**TASK GOAL:** Arrange every line of the records below as a numbered list, leaving out any blank lines.

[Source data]
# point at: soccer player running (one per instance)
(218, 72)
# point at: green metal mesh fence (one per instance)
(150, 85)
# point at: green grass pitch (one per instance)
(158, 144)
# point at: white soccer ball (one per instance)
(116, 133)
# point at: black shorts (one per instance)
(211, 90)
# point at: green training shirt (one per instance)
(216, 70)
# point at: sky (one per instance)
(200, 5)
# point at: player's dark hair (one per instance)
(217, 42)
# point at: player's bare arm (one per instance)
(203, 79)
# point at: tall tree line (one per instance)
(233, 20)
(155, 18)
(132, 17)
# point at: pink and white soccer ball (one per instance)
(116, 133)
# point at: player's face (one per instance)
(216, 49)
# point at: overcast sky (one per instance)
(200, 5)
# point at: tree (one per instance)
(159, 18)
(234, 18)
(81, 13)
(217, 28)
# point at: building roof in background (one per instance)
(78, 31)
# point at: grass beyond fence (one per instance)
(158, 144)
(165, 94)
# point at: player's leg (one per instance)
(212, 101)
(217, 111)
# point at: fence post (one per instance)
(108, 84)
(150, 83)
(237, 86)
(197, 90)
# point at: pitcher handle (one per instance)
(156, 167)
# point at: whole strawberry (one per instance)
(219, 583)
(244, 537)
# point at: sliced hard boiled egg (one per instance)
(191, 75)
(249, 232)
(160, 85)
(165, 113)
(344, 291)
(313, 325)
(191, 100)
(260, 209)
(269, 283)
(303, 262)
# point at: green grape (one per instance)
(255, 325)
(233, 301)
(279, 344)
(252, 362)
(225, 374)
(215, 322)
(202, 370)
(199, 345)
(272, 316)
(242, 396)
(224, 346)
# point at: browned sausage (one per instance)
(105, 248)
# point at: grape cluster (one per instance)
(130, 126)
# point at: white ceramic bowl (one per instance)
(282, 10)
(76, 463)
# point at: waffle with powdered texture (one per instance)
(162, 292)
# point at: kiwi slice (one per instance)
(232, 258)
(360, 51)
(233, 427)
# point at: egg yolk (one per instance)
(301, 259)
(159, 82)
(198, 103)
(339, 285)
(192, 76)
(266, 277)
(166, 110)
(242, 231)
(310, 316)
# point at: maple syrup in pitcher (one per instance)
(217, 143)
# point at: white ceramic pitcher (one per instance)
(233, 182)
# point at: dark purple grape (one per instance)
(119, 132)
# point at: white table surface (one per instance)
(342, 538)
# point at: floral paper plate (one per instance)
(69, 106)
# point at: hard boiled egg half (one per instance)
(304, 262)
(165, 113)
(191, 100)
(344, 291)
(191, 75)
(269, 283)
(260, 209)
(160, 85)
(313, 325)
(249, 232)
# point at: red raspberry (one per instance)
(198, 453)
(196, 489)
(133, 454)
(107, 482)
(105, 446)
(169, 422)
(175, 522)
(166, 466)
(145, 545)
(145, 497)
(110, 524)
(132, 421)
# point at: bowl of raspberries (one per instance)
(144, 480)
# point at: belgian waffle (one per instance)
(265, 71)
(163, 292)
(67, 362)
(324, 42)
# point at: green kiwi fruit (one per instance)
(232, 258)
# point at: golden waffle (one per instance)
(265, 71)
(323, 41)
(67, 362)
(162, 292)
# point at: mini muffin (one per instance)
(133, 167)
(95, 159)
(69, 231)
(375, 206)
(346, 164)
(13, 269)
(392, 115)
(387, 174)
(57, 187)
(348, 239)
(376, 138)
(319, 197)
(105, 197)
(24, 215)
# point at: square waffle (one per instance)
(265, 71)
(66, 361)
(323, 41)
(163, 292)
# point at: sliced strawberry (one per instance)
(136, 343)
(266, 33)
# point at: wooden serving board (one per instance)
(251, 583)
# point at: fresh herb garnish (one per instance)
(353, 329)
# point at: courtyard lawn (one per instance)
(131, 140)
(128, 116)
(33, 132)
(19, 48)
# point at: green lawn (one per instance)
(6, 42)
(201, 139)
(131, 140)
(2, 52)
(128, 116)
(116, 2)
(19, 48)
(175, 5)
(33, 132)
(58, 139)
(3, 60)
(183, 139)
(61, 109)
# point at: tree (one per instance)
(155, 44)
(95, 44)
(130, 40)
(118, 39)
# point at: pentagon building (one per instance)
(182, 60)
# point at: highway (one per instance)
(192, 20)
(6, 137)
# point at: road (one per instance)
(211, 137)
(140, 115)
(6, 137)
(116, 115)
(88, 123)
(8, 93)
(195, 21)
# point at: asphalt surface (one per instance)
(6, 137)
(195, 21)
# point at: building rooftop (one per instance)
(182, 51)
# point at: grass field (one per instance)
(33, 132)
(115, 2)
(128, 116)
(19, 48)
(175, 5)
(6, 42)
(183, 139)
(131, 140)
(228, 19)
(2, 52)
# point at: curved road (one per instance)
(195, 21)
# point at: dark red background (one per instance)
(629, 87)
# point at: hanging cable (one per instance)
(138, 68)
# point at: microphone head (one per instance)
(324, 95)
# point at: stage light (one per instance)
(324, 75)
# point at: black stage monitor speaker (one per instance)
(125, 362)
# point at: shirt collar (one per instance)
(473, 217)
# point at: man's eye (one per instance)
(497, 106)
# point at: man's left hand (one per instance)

**WRITTEN SOLUTION:**
1. # point at: soccer player running (one per instance)
2. (218, 72)
3. # point at: green metal mesh fence (one per instance)
4. (150, 85)
5. # point at: green grass pitch (one per instance)
6. (158, 144)
7. # point at: white soccer ball (one per instance)
8. (116, 133)
9. # point at: black shorts (one per instance)
10. (211, 90)
11. # point at: green training shirt (one per instance)
12. (216, 70)
13. # point at: sky (one per instance)
14. (200, 5)
15. # point at: player's dark hair (one per instance)
16. (217, 42)
17. # point at: player's bare arm (one per instance)
18. (203, 79)
19. # point at: tall tree line (one per instance)
20. (233, 20)
21. (155, 18)
22. (132, 17)
23. # point at: pink and white soccer ball (one per instance)
24. (116, 133)
25. # point at: player's face (one per instance)
26. (216, 49)
27. # point at: overcast sky (one per instance)
28. (200, 5)
29. # point at: tree (one per instance)
30. (159, 18)
31. (234, 18)
32. (81, 13)
33. (217, 28)
34. # point at: building roof in background (one per instance)
35. (78, 31)
36. # point at: grass beyond fence (one per instance)
37. (158, 144)
38. (165, 94)
39. # point at: player's leg (one per instance)
40. (212, 101)
41. (217, 111)
42. # point at: fence post (one per instance)
43. (108, 84)
44. (150, 83)
45. (237, 86)
46. (197, 90)
47. # point at: pitcher handle (one per instance)
48. (156, 167)
49. # point at: whole strawberry (one per instance)
50. (219, 583)
51. (244, 537)
52. # point at: sliced hard boiled egg (one per instance)
53. (191, 75)
54. (249, 232)
55. (160, 85)
56. (165, 113)
57. (344, 291)
58. (313, 325)
59. (191, 100)
60. (260, 209)
61. (269, 283)
62. (303, 262)
63. # point at: green grape (one per instance)
64. (255, 325)
65. (233, 301)
66. (279, 344)
67. (252, 362)
68. (225, 374)
69. (215, 322)
70. (202, 370)
71. (199, 345)
72. (272, 316)
73. (242, 396)
74. (224, 346)
75. # point at: browned sausage (one per instance)
76. (105, 248)
77. # point at: grape cluster (one per instance)
78. (130, 126)
79. # point at: white ceramic bowl (one per instance)
80. (282, 10)
81. (76, 463)
82. # point at: waffle with powdered texture (one per instance)
83. (162, 292)
84. # point at: kiwi slice (one per instance)
85. (232, 258)
86. (360, 51)
87. (233, 427)
88. # point at: egg yolk (one per instance)
89. (301, 259)
90. (159, 82)
91. (198, 103)
92. (339, 285)
93. (192, 76)
94. (266, 277)
95. (166, 110)
96. (242, 231)
97. (310, 316)
98. # point at: maple syrup in pitcher (one per instance)
99. (217, 143)
100. # point at: white ceramic pitcher (one per instance)
101. (233, 182)
102. # point at: dark purple grape (one per instance)
103. (119, 132)
104. # point at: white table surface (one per instance)
105. (342, 538)
106. # point at: floral paper plate (one per instance)
107. (69, 106)
108. # point at: hard boiled egg half (one per instance)
109. (304, 262)
110. (165, 113)
111. (191, 100)
112. (344, 291)
113. (191, 75)
114. (269, 283)
115. (260, 209)
116. (160, 85)
117. (313, 325)
118. (249, 232)
119. # point at: red raspberry (one per instance)
120. (198, 453)
121. (196, 489)
122. (133, 454)
123. (107, 482)
124. (105, 446)
125. (169, 422)
126. (175, 522)
127. (166, 466)
128. (145, 545)
129. (145, 497)
130. (110, 524)
131. (132, 421)
132. # point at: bowl of raspberries (one per instance)
133. (144, 480)
134. # point at: belgian waffle (one per instance)
135. (265, 71)
136. (163, 292)
137. (67, 362)
138. (324, 42)
139. # point at: green kiwi fruit (one per instance)
140. (232, 258)
141. # point at: golden waffle (one per instance)
142. (265, 71)
143. (323, 41)
144. (67, 362)
145. (162, 292)
146. # point at: mini muffin (one per instance)
147. (133, 167)
148. (95, 159)
149. (69, 231)
150. (375, 206)
151. (346, 164)
152. (13, 269)
153. (392, 115)
154. (387, 174)
155. (57, 187)
156. (348, 239)
157. (376, 138)
158. (319, 197)
159. (105, 197)
160. (24, 215)
161. # point at: square waffle (one per instance)
162. (265, 71)
163. (66, 361)
164. (323, 41)
165. (163, 292)
166. # point at: sliced strawberry (one per instance)
167. (136, 343)
168. (266, 33)
169. # point at: wooden serving board (one per instance)
170. (251, 583)
171. # point at: fresh herb garnish (one per instance)
172. (353, 329)
173. # point at: courtyard lawn (one per instance)
174. (131, 140)
175. (128, 116)
176. (33, 132)
177. (19, 48)
178. # point at: green lawn (one per instance)
179. (6, 42)
180. (201, 139)
181. (131, 140)
182. (2, 52)
183. (128, 116)
184. (116, 2)
185. (19, 48)
186. (175, 5)
187. (33, 132)
188. (58, 139)
189. (3, 60)
190. (183, 139)
191. (61, 109)
192. # point at: tree (one per instance)
193. (155, 44)
194. (95, 44)
195. (130, 40)
196. (118, 39)
197. # point at: pentagon building (one per instance)
198. (182, 60)
199. # point at: highway (one per instance)
200. (192, 20)
201. (6, 137)
202. # point at: road (one per instance)
203. (211, 137)
204. (140, 115)
205. (6, 137)
206. (116, 115)
207. (88, 123)
208. (8, 93)
209. (195, 21)
210. # point at: asphalt surface (one per instance)
211. (6, 137)
212. (195, 21)
213. # point at: building rooftop (one per instance)
214. (182, 51)
215. # point at: grass field (one per instance)
216. (33, 132)
217. (115, 2)
218. (128, 116)
219. (19, 48)
220. (175, 5)
221. (6, 42)
222. (183, 139)
223. (131, 140)
224. (228, 19)
225. (2, 52)
226. # point at: curved road (one per instance)
227. (195, 21)
228. # point at: dark red background (one per instance)
229. (629, 87)
230. # point at: hanging cable (one per instance)
231. (138, 68)
232. # point at: microphone head (one per instance)
233. (324, 95)
234. # point at: stage light (one per instance)
235. (324, 75)
236. # point at: black stage monitor speaker (one per instance)
237. (125, 362)
238. # point at: shirt collar (one per instance)
239. (473, 217)
240. # point at: man's eye (one per instance)
241. (497, 106)
242. # point at: man's left hand (one per instance)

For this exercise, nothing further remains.